■ TEXT SECTION
↓↓↓
This is usually sufficient grounds to terminate the prescription of a person who has signed a contract not to ingest any cannabis while taking Marinol. 


*Cannabichromene - CBC*

Cannabichromene - CBC is another major cannabinoid, although it is found in smaller concentrations than CBD and THC. It was previously believed that is was a minor constituent, but more exacting analysis showed that the compound often reported as CBD may actually be CBC.

Relative to THC and CBD, its concentration in the plants is low, probably not exceeding 20 percent of total cannabinoids. CBC is believed not to be psychotomimetic in humans; however, its presence in plants is purportedly very potent has led to the suspicion that it may be interacting with THC to enhance the high. 


*Cannabicyclol - CBL*

Cannabicyclol (CBL) is a degradative product like CBN. During extraction, light converts CBC to CBL. There are no reports on its activity in humans, and it is found in small amounts, if at all, in fresh plant material. 


*Cannabinoids And The High*

The marijuana high is a complex experience. It involves a wide range of psychical, physical, and emotional responses. The high is a subjective experience based in the individual and one's personality, mood, disposition, and experience with the drug. 

Given the person, the intensity of the high depends primarily on the amount of THC present in the marijuana. Delta-9 THC is the main ingredient of marijuana and must be present in sufficient quantities for a good marijuana high. 
People who smoke grass that has very little cannabinoids other than delta-9 THC usually report that the high is very intense. 

Most people that don't smoke daily will feel something from a joint having delta-9 THC of 3 percent concentration to material.

*Cannabis products having* a THC concentration of 5-10 percent would be considered good, 10-25 percent would be considered very good, and over 25 percent would be excellent quality by daily users standards. In general, we use potency to mean the sum effects of the cannabinoids and the overall high induced. 

Marijuana is sometimes rated more potent than the content of delta-9 THC alone would suggest. It also elicits qualitatively different highs. 

The reasons for this have not been sorted out. Few clinical studies with known combinations of several cannabinoids have been undertaken with human subjects.

So far, different highs and possibly higher potency seem to be due to the interaction of delta-9 THC and other cannabinoids (THCV,CBD,CBN, and possibly CBC). Except for THCV, in the pure form, these other cannabinoids do not have much psychoactivity.
↑↑↑
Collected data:
↓↓↓
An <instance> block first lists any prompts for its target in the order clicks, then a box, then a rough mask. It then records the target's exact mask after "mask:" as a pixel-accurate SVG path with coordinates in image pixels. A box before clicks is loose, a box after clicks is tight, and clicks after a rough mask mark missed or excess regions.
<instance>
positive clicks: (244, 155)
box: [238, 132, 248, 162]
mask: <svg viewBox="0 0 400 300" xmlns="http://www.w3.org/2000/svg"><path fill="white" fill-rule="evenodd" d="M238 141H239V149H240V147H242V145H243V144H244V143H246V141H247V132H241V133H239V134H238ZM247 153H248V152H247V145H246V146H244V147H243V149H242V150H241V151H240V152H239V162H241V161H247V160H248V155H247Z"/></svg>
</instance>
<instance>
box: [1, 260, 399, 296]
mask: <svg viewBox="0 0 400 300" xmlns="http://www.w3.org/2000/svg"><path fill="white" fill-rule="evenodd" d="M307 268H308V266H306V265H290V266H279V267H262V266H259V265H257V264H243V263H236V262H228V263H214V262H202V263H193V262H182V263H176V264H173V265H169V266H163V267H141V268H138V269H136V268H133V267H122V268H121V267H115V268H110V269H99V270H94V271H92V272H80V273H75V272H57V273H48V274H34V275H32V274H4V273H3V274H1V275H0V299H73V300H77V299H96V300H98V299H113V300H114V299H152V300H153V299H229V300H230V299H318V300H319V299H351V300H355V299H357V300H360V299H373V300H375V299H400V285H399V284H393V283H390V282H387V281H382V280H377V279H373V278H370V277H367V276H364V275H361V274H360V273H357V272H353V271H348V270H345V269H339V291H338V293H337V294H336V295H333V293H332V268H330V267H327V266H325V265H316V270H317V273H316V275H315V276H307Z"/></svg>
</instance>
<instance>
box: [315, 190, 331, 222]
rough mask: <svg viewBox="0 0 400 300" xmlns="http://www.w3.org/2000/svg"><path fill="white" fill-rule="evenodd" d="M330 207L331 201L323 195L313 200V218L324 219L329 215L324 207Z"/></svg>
↑↑↑
■ WORK ORDER
Condense the paragraph in the cannabinoid text that begins "Cannabicyclol (CBL) is a degradative product" into a brief bulleted list of its main facts.

■ RESPONSE TO THIS EXERCISE
- CBL is a degradative product, like CBN.
- During extraction, light converts CBC to CBL.
- There are no reports on its activity in humans.
- Fresh plant material contains it in small amounts, if at all.